Box-labeled dataset extracts:
* * * *
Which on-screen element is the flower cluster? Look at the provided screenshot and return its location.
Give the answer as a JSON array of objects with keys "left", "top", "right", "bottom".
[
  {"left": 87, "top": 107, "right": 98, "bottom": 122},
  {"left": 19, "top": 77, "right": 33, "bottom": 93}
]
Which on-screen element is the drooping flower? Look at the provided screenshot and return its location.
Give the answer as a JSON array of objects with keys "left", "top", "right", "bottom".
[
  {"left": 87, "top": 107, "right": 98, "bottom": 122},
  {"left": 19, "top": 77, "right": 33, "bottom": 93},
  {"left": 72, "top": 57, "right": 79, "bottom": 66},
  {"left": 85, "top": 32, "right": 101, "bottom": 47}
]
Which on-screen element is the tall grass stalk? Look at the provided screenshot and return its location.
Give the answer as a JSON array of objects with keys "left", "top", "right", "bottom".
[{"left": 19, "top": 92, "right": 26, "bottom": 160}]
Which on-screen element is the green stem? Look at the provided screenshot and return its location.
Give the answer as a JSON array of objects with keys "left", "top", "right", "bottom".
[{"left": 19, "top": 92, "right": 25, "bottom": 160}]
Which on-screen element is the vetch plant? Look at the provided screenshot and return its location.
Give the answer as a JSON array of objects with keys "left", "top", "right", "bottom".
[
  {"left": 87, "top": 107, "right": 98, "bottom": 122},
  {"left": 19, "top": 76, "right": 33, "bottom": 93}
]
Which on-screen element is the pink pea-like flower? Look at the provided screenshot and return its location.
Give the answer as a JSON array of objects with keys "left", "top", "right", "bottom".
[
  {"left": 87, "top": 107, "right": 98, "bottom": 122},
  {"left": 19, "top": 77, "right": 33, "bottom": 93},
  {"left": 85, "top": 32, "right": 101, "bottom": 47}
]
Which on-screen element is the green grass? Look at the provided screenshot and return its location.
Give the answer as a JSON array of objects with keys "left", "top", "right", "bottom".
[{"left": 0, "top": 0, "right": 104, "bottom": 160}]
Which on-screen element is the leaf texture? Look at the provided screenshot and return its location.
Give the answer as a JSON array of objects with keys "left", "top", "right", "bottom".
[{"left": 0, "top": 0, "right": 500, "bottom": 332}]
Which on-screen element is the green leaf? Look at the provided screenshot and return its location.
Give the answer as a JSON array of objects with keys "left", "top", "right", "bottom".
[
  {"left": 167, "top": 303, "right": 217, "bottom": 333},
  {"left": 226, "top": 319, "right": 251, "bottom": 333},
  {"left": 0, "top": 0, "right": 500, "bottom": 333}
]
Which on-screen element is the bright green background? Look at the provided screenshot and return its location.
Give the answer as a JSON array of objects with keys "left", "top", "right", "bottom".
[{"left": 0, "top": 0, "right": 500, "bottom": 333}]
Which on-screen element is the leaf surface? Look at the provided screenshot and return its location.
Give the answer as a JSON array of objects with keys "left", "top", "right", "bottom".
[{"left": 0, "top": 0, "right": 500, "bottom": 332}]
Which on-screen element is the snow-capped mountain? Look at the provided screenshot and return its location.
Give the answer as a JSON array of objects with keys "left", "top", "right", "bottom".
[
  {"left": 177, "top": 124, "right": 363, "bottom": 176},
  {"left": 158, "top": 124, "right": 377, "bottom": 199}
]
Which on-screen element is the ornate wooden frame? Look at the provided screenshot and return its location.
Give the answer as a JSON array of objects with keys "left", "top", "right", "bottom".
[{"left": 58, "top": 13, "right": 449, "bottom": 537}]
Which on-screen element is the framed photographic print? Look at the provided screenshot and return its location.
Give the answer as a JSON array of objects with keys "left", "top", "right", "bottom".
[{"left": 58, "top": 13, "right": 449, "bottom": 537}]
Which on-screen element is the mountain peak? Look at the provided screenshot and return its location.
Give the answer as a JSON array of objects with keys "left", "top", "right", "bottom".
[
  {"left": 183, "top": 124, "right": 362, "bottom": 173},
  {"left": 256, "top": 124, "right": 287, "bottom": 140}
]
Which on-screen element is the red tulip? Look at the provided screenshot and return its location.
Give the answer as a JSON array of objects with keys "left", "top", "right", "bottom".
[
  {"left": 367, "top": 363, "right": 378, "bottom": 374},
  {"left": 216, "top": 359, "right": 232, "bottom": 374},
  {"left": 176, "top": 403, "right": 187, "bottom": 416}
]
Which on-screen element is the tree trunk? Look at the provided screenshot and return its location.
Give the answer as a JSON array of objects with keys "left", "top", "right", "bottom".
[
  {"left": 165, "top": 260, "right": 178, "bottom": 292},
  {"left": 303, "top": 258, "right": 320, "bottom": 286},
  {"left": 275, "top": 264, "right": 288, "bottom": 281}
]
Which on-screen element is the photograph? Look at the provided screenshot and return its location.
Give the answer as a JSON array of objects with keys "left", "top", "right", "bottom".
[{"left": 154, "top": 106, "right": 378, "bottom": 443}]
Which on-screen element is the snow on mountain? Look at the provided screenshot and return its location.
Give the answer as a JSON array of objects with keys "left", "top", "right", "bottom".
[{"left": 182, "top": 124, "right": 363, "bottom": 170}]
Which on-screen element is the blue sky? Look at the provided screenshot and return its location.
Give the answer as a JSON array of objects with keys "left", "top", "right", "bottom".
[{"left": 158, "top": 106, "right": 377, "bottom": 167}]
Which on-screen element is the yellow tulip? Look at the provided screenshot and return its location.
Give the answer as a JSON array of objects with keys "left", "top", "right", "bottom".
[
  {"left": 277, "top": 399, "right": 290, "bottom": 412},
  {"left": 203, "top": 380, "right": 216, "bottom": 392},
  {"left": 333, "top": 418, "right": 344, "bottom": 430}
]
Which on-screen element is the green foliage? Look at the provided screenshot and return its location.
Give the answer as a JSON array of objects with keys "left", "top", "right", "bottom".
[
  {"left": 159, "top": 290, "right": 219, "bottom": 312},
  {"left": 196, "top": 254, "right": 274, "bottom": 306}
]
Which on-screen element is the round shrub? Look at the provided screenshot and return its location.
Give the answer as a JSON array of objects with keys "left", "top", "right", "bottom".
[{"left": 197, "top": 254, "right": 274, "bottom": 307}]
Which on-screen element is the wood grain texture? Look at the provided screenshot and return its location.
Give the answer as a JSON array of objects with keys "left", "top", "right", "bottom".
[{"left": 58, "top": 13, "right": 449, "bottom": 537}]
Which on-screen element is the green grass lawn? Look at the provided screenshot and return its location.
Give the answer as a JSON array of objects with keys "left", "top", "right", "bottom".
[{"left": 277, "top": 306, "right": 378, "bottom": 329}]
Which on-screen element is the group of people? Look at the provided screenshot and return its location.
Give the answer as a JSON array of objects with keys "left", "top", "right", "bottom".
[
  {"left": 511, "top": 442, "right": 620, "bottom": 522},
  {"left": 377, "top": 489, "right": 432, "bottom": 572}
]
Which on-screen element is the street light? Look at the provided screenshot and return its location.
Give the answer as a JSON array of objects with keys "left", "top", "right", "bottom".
* * * *
Exercise: Return every line of the records above that contains the word "snow".

Task output:
Which on-screen element is the snow-capped mountain? Look at the provided screenshot and return its location.
Which on-screen element is the snow on mountain? Look at the provided screenshot and return its location.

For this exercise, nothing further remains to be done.